WORK REQUEST A: In the editorial on the Hostess Brands shutdown, how many workers in Ogden could lose their jobs?
WORK REQUEST B: Continue the editorial on the Hostess Brands shutdown from its last sentence.

----- PASSAGE PROVIDED

They say it’s hard to turn a Twinkie rotten, and what do you know, a few days after Hostess Brands announced it was quitting business because a union wouldn’t accept a drop in compensation from the bankrupt company, both sides — urged on by a judge — will try a late mediation. We hope it succeeds; we’d hate to see 240-plus workers in Ogden lose their jobs, as well as 18,000-plus more across the U.S.
Nevertheless, the Hostess strike, the union’s refusal — so far — to budge, and potential losses of jobs and businesses are likely scenarios that will be repeated. Some unions today are living in an alternate reality, convinced that it’s 1995, or 1985, and so on, instead of 2012, with its current economic challenges. They will butt heads with businesses, as well as municipal governments, that simply cannot maintain pay and benefits that exist in an alternate economic reality.

----------
----- DATA FOR ANALYSIS

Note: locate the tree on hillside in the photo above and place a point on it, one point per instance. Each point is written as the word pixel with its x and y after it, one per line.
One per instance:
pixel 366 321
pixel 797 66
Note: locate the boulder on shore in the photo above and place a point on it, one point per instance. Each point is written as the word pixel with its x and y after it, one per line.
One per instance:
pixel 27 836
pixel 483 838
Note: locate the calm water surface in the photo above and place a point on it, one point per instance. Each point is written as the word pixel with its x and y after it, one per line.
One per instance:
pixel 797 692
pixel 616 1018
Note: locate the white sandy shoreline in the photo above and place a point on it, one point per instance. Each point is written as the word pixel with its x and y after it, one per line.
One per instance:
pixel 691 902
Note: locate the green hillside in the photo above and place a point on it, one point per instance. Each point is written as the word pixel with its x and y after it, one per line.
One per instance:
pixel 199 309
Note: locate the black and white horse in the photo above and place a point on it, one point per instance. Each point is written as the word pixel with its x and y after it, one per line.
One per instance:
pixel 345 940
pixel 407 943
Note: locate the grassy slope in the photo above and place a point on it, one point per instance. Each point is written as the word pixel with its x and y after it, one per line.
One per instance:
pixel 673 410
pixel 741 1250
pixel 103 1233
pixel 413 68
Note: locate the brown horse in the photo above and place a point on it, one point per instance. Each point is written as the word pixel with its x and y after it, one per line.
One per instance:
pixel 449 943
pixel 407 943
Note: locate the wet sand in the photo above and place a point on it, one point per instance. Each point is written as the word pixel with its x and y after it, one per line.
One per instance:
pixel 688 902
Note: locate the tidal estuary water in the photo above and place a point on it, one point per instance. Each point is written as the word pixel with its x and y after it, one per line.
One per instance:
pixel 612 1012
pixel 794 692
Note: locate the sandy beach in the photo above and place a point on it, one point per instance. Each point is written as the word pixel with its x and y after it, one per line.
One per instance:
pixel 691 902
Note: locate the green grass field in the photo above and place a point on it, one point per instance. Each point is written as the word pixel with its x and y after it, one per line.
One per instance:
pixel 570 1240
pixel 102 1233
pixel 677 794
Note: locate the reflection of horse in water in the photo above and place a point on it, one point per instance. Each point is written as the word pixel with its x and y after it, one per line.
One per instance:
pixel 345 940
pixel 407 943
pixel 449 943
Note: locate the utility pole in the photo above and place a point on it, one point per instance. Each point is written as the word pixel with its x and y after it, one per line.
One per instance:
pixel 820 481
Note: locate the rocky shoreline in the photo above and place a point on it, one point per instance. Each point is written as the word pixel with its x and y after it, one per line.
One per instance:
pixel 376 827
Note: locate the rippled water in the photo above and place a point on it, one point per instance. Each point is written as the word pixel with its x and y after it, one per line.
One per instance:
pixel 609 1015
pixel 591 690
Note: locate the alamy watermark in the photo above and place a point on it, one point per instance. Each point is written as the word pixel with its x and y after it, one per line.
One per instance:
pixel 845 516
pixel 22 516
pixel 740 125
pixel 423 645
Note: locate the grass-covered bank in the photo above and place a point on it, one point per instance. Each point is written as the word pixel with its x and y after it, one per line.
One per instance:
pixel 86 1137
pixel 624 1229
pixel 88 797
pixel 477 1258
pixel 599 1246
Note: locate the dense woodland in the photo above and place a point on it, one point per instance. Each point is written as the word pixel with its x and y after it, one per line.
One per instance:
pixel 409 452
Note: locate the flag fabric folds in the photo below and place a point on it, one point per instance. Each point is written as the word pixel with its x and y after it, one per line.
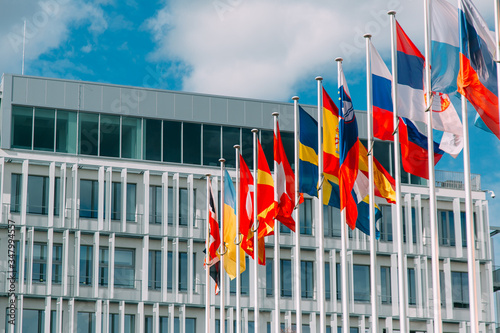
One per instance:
pixel 477 77
pixel 229 212
pixel 349 153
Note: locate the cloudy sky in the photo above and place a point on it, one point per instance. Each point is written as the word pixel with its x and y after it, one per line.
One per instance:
pixel 266 49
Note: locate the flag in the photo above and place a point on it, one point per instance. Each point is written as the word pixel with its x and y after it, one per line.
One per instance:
pixel 477 78
pixel 349 153
pixel 308 154
pixel 213 242
pixel 285 184
pixel 229 212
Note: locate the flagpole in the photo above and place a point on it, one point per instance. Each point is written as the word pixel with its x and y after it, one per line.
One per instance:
pixel 222 277
pixel 237 242
pixel 397 166
pixel 298 303
pixel 320 297
pixel 255 236
pixel 207 259
pixel 373 254
pixel 436 291
pixel 276 277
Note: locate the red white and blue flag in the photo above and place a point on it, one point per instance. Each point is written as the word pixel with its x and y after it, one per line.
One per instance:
pixel 348 151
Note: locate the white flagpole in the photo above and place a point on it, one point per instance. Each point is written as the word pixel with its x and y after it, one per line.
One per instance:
pixel 255 236
pixel 297 277
pixel 224 249
pixel 373 239
pixel 436 287
pixel 276 262
pixel 343 237
pixel 403 320
pixel 320 297
pixel 237 242
pixel 207 256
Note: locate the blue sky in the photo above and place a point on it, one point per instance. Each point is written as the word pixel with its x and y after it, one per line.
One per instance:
pixel 247 48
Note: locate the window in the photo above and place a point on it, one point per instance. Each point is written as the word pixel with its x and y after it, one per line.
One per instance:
pixel 44 129
pixel 85 322
pixel 306 217
pixel 172 141
pixel 385 284
pixel 103 266
pixel 307 279
pixel 88 133
pixel 286 277
pixel 386 223
pixel 154 272
pixel 56 263
pixel 22 125
pixel 191 138
pixel 361 283
pixel 269 277
pixel 446 225
pixel 124 268
pixel 155 204
pixel 412 292
pixel 460 289
pixel 86 264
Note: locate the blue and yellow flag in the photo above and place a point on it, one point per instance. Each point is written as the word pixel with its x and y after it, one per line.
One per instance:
pixel 230 229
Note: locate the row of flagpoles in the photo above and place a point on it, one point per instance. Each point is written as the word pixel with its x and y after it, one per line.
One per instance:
pixel 333 165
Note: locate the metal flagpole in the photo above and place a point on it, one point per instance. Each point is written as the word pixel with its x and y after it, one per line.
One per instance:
pixel 397 166
pixel 320 297
pixel 276 277
pixel 436 292
pixel 343 250
pixel 207 256
pixel 255 236
pixel 298 316
pixel 237 242
pixel 373 240
pixel 223 244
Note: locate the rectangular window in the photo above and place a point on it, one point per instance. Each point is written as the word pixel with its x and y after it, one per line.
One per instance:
pixel 286 277
pixel 103 266
pixel 152 139
pixel 306 217
pixel 460 289
pixel 125 268
pixel 154 273
pixel 385 284
pixel 131 137
pixel 109 136
pixel 56 263
pixel 412 287
pixel 44 129
pixel 86 260
pixel 65 132
pixel 88 134
pixel 191 138
pixel 155 204
pixel 307 279
pixel 22 125
pixel 172 141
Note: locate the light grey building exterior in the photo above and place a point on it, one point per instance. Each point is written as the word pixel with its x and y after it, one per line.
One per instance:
pixel 106 188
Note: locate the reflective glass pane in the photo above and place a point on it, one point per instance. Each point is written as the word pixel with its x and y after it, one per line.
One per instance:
pixel 88 133
pixel 66 132
pixel 110 136
pixel 211 145
pixel 44 129
pixel 152 139
pixel 131 137
pixel 22 124
pixel 172 141
pixel 191 143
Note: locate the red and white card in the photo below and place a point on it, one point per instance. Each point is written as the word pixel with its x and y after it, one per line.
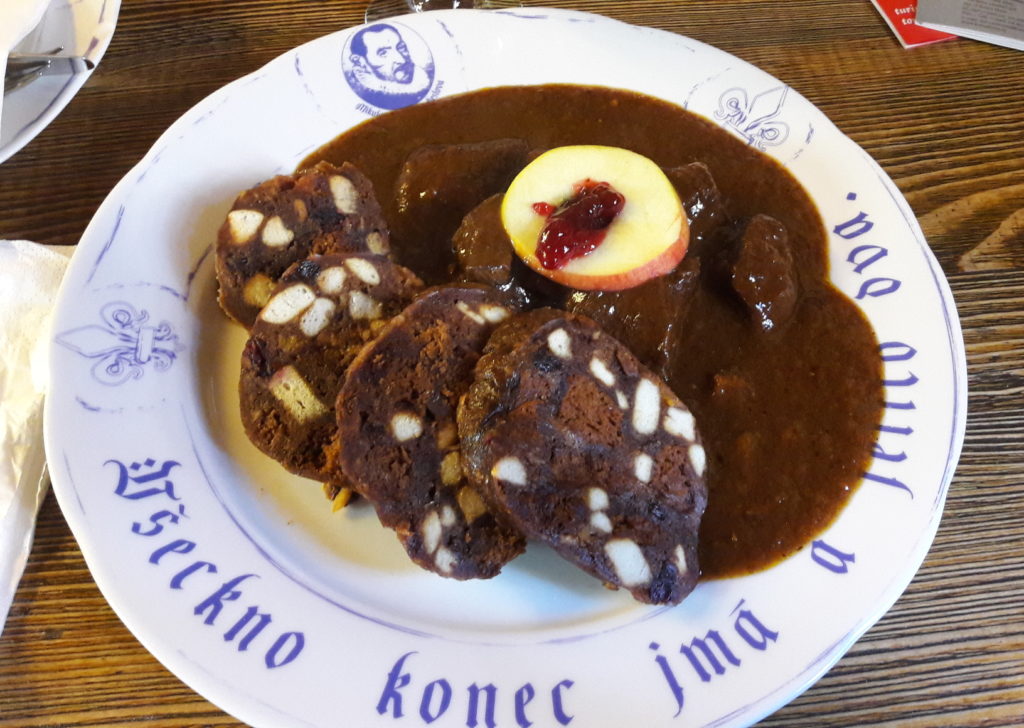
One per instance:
pixel 900 15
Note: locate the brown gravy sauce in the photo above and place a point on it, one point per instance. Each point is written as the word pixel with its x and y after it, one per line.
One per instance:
pixel 788 418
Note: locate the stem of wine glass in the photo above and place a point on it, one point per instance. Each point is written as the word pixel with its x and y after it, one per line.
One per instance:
pixel 379 9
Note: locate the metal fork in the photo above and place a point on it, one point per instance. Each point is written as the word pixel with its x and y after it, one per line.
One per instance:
pixel 25 68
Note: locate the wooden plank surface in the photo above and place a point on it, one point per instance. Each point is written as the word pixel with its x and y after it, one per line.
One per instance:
pixel 946 122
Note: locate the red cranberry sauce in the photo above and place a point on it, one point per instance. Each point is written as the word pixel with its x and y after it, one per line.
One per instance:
pixel 578 225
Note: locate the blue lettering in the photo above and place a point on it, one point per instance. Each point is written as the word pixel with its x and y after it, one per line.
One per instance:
pixel 262 622
pixel 907 382
pixel 124 478
pixel 522 697
pixel 879 254
pixel 891 482
pixel 179 546
pixel 472 719
pixel 832 558
pixel 764 634
pixel 428 695
pixel 853 227
pixel 712 658
pixel 670 677
pixel 156 519
pixel 298 641
pixel 896 430
pixel 881 454
pixel 556 701
pixel 189 569
pixel 215 602
pixel 903 351
pixel 878 287
pixel 396 680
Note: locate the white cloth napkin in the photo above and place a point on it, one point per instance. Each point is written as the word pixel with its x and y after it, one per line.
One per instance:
pixel 16 18
pixel 30 275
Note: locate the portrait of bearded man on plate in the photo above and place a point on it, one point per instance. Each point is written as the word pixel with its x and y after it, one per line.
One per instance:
pixel 381 70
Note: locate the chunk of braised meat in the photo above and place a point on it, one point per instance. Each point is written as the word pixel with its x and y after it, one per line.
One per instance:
pixel 647 317
pixel 763 274
pixel 701 200
pixel 484 254
pixel 481 245
pixel 438 184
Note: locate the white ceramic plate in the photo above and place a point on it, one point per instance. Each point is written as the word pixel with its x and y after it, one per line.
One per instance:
pixel 240 580
pixel 81 28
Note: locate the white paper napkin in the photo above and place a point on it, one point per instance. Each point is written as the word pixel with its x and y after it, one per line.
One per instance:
pixel 30 275
pixel 16 18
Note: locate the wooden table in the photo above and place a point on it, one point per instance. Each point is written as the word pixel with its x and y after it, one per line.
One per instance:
pixel 946 122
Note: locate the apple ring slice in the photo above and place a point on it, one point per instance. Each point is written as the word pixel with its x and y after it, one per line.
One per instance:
pixel 595 218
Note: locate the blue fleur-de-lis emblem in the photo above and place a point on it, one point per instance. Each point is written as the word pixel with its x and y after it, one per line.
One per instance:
pixel 124 345
pixel 755 119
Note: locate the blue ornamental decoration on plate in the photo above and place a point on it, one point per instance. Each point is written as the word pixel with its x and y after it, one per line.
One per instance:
pixel 242 581
pixel 388 66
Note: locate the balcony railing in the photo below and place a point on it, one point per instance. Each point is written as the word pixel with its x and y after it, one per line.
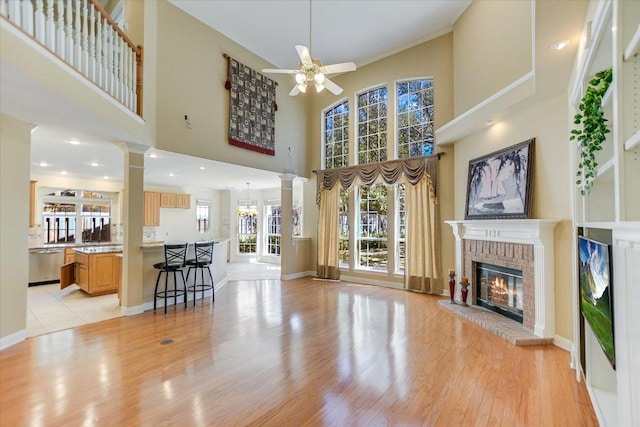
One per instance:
pixel 82 34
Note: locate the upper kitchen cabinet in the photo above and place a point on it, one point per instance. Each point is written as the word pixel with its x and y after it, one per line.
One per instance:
pixel 151 208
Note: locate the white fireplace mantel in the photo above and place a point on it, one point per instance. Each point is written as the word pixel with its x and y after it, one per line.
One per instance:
pixel 536 232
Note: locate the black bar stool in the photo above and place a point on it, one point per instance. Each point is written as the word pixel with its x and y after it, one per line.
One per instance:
pixel 202 261
pixel 174 261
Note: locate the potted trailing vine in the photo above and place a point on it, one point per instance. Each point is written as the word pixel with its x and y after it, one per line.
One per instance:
pixel 592 130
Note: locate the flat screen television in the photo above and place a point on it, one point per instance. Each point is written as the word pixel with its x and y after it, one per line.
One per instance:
pixel 596 292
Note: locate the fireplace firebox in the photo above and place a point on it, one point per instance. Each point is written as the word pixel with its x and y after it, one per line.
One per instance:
pixel 500 289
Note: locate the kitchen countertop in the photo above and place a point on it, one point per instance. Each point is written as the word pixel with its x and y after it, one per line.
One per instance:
pixel 90 250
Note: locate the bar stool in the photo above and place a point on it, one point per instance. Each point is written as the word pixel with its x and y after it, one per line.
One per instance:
pixel 202 261
pixel 174 261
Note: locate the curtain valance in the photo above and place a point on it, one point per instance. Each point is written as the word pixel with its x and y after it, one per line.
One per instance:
pixel 389 172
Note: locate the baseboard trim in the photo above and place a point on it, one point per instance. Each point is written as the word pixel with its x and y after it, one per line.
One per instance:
pixel 563 343
pixel 13 339
pixel 298 275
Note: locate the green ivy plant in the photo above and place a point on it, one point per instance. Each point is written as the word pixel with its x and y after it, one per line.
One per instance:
pixel 592 130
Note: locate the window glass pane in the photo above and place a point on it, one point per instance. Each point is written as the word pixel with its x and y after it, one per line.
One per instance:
pixel 343 227
pixel 336 136
pixel 373 228
pixel 274 227
pixel 402 227
pixel 415 118
pixel 95 223
pixel 372 126
pixel 247 226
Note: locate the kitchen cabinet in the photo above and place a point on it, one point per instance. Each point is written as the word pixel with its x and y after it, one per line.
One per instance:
pixel 167 200
pixel 69 255
pixel 183 201
pixel 97 271
pixel 151 208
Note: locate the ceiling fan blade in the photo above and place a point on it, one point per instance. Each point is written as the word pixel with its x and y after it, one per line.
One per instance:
pixel 332 87
pixel 294 91
pixel 303 53
pixel 276 70
pixel 343 67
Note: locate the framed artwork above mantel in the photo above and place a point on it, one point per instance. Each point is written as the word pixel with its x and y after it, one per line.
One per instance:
pixel 499 184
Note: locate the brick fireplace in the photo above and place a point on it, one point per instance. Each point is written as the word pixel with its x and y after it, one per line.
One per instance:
pixel 519 245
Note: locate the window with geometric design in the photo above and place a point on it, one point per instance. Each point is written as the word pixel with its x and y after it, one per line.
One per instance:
pixel 247 226
pixel 373 228
pixel 273 223
pixel 336 136
pixel 414 121
pixel 372 126
pixel 343 228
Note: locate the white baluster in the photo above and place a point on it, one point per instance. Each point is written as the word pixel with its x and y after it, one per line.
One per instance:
pixel 50 26
pixel 92 44
pixel 109 74
pixel 127 76
pixel 39 22
pixel 77 39
pixel 60 36
pixel 69 32
pixel 99 61
pixel 121 80
pixel 27 17
pixel 85 39
pixel 14 11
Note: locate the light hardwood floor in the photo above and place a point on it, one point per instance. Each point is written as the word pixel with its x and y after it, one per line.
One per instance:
pixel 292 353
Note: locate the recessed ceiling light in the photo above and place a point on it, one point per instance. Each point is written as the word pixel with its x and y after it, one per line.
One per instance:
pixel 559 45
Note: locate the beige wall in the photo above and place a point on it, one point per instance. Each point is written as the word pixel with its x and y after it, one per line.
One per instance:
pixel 547 122
pixel 430 59
pixel 492 47
pixel 15 144
pixel 191 73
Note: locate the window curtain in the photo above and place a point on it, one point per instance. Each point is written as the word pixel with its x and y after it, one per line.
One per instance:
pixel 422 269
pixel 328 234
pixel 422 263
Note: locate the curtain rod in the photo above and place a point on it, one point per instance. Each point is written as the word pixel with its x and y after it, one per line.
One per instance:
pixel 440 154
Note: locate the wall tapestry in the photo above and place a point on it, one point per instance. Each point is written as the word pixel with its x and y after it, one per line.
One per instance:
pixel 252 107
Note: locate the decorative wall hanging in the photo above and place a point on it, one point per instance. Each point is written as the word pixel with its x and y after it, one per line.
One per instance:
pixel 252 107
pixel 499 184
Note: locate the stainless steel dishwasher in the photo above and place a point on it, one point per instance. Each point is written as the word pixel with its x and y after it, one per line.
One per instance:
pixel 44 265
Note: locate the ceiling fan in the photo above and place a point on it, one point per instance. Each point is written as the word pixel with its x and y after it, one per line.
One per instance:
pixel 312 71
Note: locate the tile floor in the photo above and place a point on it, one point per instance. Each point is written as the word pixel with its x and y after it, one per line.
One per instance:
pixel 50 309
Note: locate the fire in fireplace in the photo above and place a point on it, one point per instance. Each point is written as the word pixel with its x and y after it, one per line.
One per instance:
pixel 500 289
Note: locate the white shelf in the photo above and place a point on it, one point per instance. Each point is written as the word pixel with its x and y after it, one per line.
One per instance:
pixel 605 167
pixel 633 141
pixel 634 46
pixel 606 99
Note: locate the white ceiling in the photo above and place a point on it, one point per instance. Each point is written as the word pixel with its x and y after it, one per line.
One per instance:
pixel 342 30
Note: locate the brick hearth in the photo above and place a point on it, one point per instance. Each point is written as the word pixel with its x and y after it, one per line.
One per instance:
pixel 516 256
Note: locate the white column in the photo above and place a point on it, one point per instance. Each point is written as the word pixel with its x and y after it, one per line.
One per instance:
pixel 132 256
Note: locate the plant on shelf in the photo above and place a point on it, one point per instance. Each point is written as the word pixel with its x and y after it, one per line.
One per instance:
pixel 593 129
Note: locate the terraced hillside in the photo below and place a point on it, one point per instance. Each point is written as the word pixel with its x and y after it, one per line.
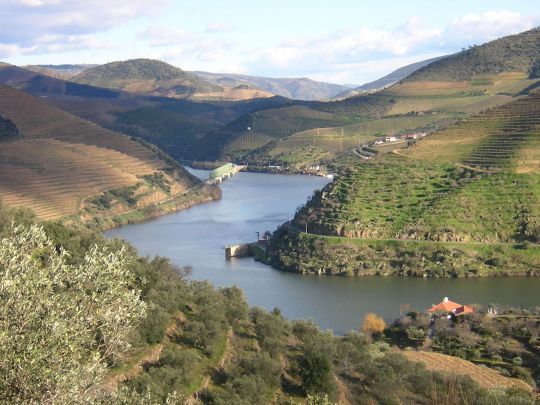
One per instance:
pixel 460 85
pixel 308 147
pixel 61 160
pixel 405 107
pixel 514 53
pixel 462 201
pixel 156 78
pixel 506 137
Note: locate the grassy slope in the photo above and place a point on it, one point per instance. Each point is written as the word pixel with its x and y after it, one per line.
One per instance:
pixel 466 83
pixel 61 160
pixel 145 76
pixel 515 53
pixel 463 201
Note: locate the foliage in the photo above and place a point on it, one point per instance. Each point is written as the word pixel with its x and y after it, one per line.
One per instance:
pixel 61 324
pixel 495 341
pixel 373 325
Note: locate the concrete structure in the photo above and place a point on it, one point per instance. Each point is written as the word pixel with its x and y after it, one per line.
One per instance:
pixel 451 308
pixel 223 172
pixel 241 250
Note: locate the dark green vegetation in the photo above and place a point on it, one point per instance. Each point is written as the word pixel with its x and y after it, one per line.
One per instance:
pixel 391 78
pixel 256 131
pixel 463 201
pixel 515 53
pixel 66 71
pixel 506 340
pixel 52 162
pixel 8 130
pixel 297 89
pixel 208 346
pixel 145 76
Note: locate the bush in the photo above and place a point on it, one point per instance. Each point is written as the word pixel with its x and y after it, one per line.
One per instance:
pixel 373 325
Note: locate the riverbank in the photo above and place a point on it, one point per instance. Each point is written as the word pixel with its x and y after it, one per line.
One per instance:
pixel 199 194
pixel 326 255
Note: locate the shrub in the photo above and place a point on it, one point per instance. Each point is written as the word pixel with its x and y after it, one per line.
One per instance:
pixel 373 325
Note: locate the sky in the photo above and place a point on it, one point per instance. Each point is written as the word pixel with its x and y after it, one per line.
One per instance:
pixel 339 41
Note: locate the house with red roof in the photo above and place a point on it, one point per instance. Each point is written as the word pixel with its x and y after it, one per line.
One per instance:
pixel 451 308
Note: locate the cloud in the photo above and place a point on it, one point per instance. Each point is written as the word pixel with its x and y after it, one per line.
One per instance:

----------

FINAL ANSWER A: More than 240 workers in Ogden.

FINAL ANSWER B:
Employees deserve a fair slice of the proceeds from a business. No sensible individual will ever dispute that. And we share the disapproval of executives who take large salaries when their businesses are hurting. Nevertheless, the share a union negotiates has to be in line with how the business is doing. The bakers’ union that may have ended the iconic Hostess Brands doesn’t care about today’s economic realities. It wants more than is economically feasible, even if everyone loses.
We have seen this alternate reality infecting the public sector unions, as elected officials from both parties have had to battle with public employees’ unions. Chicago, where Democratic Mayor Rahm Emanuel clashed with teachers’ unions, was a recent example. Other battles have been fought in California, Wisconsin and elsewhere.
As mentioned, we will see more of these battles. Hopefully, more unions will return to reality. That will save jobs that are needed in these tough times.